### SHORT EXERCISE
Can you rewrite these items, replacing "place a point" with "put a dot" wherever it appears and leaving everything else unchanged?

Object point labels
[BEGIN]

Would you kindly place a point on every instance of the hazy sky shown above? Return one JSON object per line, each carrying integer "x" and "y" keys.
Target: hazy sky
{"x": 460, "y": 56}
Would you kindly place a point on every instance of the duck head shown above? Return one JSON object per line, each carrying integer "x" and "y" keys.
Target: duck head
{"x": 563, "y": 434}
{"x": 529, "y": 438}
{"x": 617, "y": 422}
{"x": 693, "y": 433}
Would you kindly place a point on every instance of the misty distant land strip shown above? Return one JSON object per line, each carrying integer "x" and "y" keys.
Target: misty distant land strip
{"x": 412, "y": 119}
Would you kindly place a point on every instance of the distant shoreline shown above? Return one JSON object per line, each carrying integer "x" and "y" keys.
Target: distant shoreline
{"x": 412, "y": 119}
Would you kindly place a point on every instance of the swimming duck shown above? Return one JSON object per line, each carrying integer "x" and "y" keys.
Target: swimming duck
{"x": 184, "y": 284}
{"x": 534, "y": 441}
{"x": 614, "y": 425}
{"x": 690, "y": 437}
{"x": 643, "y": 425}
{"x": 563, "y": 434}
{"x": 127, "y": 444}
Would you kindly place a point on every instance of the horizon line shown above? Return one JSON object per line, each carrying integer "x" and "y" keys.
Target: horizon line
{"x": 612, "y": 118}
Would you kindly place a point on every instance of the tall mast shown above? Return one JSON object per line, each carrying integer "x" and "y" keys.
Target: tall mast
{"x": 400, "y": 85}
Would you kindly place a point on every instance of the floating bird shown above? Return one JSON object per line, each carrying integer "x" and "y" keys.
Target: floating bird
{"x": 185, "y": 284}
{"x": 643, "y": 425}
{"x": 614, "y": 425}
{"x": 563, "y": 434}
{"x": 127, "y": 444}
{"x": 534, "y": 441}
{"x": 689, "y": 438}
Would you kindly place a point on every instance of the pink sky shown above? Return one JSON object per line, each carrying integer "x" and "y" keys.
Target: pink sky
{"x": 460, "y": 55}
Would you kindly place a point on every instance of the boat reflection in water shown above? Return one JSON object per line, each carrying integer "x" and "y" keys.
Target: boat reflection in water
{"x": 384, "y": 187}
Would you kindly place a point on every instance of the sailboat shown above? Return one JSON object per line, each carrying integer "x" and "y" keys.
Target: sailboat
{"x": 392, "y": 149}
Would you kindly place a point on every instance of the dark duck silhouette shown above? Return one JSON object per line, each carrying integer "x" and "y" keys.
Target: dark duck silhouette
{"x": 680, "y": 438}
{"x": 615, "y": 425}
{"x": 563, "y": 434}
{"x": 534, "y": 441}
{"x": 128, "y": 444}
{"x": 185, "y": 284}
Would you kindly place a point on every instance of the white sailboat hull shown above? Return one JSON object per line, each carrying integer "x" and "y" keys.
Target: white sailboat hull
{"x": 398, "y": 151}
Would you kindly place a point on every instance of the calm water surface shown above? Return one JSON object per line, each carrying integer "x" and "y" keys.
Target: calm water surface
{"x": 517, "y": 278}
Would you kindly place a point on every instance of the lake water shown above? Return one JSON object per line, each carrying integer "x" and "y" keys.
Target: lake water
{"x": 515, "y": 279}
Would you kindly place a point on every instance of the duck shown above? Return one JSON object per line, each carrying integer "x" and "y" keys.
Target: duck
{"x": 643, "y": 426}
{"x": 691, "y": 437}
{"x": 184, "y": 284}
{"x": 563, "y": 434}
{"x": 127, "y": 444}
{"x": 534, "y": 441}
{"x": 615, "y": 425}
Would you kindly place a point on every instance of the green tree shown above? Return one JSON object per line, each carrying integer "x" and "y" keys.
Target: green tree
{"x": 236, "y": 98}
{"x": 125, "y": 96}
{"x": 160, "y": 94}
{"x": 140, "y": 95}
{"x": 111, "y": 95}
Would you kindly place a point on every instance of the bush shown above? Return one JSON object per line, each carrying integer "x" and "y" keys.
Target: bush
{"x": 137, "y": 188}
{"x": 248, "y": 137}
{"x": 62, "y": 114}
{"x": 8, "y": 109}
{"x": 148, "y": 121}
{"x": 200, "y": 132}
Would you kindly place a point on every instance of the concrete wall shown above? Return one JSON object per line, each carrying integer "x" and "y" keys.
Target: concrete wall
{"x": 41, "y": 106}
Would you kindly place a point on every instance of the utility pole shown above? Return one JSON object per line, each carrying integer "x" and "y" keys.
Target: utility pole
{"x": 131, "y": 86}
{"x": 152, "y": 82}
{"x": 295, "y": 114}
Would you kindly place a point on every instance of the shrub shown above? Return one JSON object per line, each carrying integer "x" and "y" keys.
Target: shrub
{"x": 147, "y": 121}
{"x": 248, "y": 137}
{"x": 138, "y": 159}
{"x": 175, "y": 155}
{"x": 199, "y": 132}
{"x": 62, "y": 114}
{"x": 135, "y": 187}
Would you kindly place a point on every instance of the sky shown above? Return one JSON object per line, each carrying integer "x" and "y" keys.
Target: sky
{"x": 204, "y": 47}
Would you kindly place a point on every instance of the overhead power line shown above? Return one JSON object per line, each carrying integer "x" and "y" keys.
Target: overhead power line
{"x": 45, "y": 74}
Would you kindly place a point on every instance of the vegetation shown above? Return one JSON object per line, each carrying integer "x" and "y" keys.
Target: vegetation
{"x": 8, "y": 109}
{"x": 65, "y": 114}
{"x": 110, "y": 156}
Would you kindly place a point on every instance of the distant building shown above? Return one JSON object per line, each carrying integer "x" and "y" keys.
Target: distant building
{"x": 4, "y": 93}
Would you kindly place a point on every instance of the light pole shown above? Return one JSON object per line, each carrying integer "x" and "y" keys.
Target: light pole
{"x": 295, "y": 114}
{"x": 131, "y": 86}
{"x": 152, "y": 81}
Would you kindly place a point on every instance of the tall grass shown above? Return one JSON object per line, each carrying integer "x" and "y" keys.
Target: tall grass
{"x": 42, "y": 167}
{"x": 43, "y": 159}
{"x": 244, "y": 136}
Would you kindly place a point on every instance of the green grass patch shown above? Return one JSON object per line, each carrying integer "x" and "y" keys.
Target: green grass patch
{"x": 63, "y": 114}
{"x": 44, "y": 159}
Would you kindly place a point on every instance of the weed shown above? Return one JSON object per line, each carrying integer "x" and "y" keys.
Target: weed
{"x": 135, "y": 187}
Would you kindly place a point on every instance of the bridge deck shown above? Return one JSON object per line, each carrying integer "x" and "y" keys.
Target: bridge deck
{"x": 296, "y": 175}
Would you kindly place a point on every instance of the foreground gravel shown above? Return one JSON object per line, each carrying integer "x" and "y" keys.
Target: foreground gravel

[END]

### COMPLETED EXERCISE
Would you kindly put a dot on every instance of the hazy sky shown above? Return one JSON object per line, each carrying integer "x" and "y" keys.
Target: hazy sky
{"x": 460, "y": 56}
Would you kindly put a dot on every instance of the duck head shown above? Return one JSON object per line, each carrying integer "x" and "y" keys.
Target: duck head
{"x": 563, "y": 434}
{"x": 529, "y": 438}
{"x": 617, "y": 422}
{"x": 693, "y": 433}
Would you kindly put a dot on every instance of the misty distant land strip shown above? Return one JSON object per line, each carrying integer "x" and "y" keys.
Target: misty distant land strip
{"x": 412, "y": 119}
Would you kindly put a dot on every instance of the distant shoreline shown above? Return one JSON object per line, each carrying integer "x" and "y" keys.
Target: distant shoreline
{"x": 412, "y": 119}
Would you kindly put a dot on every instance of the swimming duck shown above? Return one JSON object per line, each carrying integer "x" and "y" keys.
Target: swimming duck
{"x": 184, "y": 284}
{"x": 534, "y": 441}
{"x": 614, "y": 425}
{"x": 690, "y": 437}
{"x": 643, "y": 425}
{"x": 563, "y": 434}
{"x": 127, "y": 444}
Would you kindly put a dot on every instance of the horizon line shown above? Return one JSON object per line, each carrying integer "x" and "y" keys.
Target: horizon line
{"x": 612, "y": 118}
Would you kindly put a dot on every instance of the tall mast shown above? Return one JSON object per line, each carrying integer "x" and "y" keys.
Target: tall mast
{"x": 400, "y": 85}
Would you kindly put a dot on every instance of the floating bird shown above? Return one JSON object per line, each carrying integer "x" and "y" keys.
Target: floating bird
{"x": 185, "y": 284}
{"x": 643, "y": 425}
{"x": 614, "y": 425}
{"x": 563, "y": 434}
{"x": 127, "y": 444}
{"x": 534, "y": 441}
{"x": 689, "y": 438}
Would you kindly put a dot on every instance of the pink sky shown above? Return one JSON object per line, each carrying integer "x" and "y" keys.
Target: pink sky
{"x": 460, "y": 55}
Would you kindly put a dot on every instance of the boat reflection in water shown above? Return one JSON object per line, each carrying integer "x" and "y" keys.
Target: boat reflection in water
{"x": 384, "y": 187}
Would you kindly put a dot on every instance of the sailboat shown above? Return one JSON object per line, each carrying integer "x" and "y" keys.
Target: sailboat
{"x": 392, "y": 149}
Would you kindly put a dot on every instance of the dark duck silhouette shown above? Return one JSON object per line, each carrying integer "x" and "y" keys.
Target: dark duck silhouette
{"x": 680, "y": 438}
{"x": 615, "y": 425}
{"x": 563, "y": 434}
{"x": 534, "y": 441}
{"x": 128, "y": 444}
{"x": 185, "y": 284}
Would you kindly put a dot on every instance of the white sailboat hull shown above? Return one JSON object per line, each carrying integer "x" and "y" keys.
Target: white sailboat hull
{"x": 398, "y": 151}
Would you kindly put a dot on every instance of the calm water surface shown above? Return one JSON object per line, each carrying integer "x" and "y" keys.
Target: calm water surface
{"x": 517, "y": 278}
Would you kindly put a dot on every instance of the lake water shown above? Return one JSON object per line, each carrying integer "x" and "y" keys.
Target: lake water
{"x": 515, "y": 279}
Would you kindly put a dot on every instance of the duck shown above? Return one JSON object per line, each carrying integer "x" and "y" keys.
Target: duck
{"x": 643, "y": 426}
{"x": 691, "y": 437}
{"x": 184, "y": 284}
{"x": 563, "y": 434}
{"x": 127, "y": 444}
{"x": 534, "y": 441}
{"x": 615, "y": 425}
Would you kindly put a dot on every instance of the green tree shown above? Return one JSON object per line, each carrying integer "x" and "y" keys.
Target: green tree
{"x": 236, "y": 98}
{"x": 125, "y": 96}
{"x": 160, "y": 94}
{"x": 140, "y": 95}
{"x": 111, "y": 95}
Would you kindly put a dot on every instance of the bush shown above? Return one JSON object per line, each carrying integer "x" and "y" keys.
Target: bush
{"x": 137, "y": 188}
{"x": 248, "y": 137}
{"x": 62, "y": 114}
{"x": 8, "y": 109}
{"x": 148, "y": 121}
{"x": 200, "y": 132}
Would you kindly put a dot on every instance of the concrete wall shown above? Return one JSON object per line, each carrying integer "x" and "y" keys.
Target: concrete wall
{"x": 41, "y": 106}
Would you kindly put a dot on every instance of the utility pole shown above? Return one JSON object per line, each carrying integer "x" and "y" keys.
Target: utility pole
{"x": 131, "y": 86}
{"x": 152, "y": 82}
{"x": 295, "y": 114}
Would you kindly put a dot on every instance of the shrub shown above? Return one JSON object per line, each carrying integer "x" and "y" keys.
Target: shrub
{"x": 147, "y": 121}
{"x": 248, "y": 137}
{"x": 138, "y": 159}
{"x": 175, "y": 155}
{"x": 199, "y": 132}
{"x": 62, "y": 114}
{"x": 135, "y": 187}
Would you kindly put a dot on every instance of the sky shown above? Return one JSON object per line, each carrying integer "x" and "y" keys.
Target: sky
{"x": 204, "y": 47}
Would you kindly put a dot on every instance of the overhead power line shown above? Return one JSON object per line, each carrying integer "x" and "y" keys.
Target: overhead power line
{"x": 45, "y": 74}
Would you kindly put a dot on every instance of the vegetation shown above? Return one JSON object per line, each carrying integer "x" and "y" keys.
Target: vegetation
{"x": 8, "y": 109}
{"x": 65, "y": 114}
{"x": 110, "y": 156}
Would you kindly put a dot on every instance of the distant building shown above? Return one JSON object per line, each carrying integer "x" and "y" keys.
Target: distant building
{"x": 4, "y": 93}
Would you kindly put a dot on every instance of the light pole shown above? Return one JSON object per line, each carrying integer "x" and "y" keys.
Target: light pole
{"x": 295, "y": 114}
{"x": 131, "y": 86}
{"x": 152, "y": 81}
Would you kindly put a dot on every instance of the tall grass shown above? Return one JSON object per line, each carrying integer "x" and "y" keys.
Target: tall grass
{"x": 42, "y": 167}
{"x": 43, "y": 159}
{"x": 244, "y": 136}
Would you kindly put a dot on every instance of the green grass patch shown above? Return one JSON object per line, each carrying integer "x" and "y" keys.
Target: green grass patch
{"x": 63, "y": 114}
{"x": 44, "y": 159}
Would you kindly put a dot on every instance of the weed shown above? Return one JSON object per line, each carrying integer "x" and "y" keys.
Target: weed
{"x": 135, "y": 187}
Would you kindly put a dot on every instance of the bridge deck shown above? Return one JSON object per line, each carrying integer "x" and "y" keys.
Target: bridge deck
{"x": 296, "y": 175}
Would you kindly put a dot on every instance of the foreground gravel shown above? Return one JSON object per line, each carrying integer "x" and "y" keys.
Target: foreground gravel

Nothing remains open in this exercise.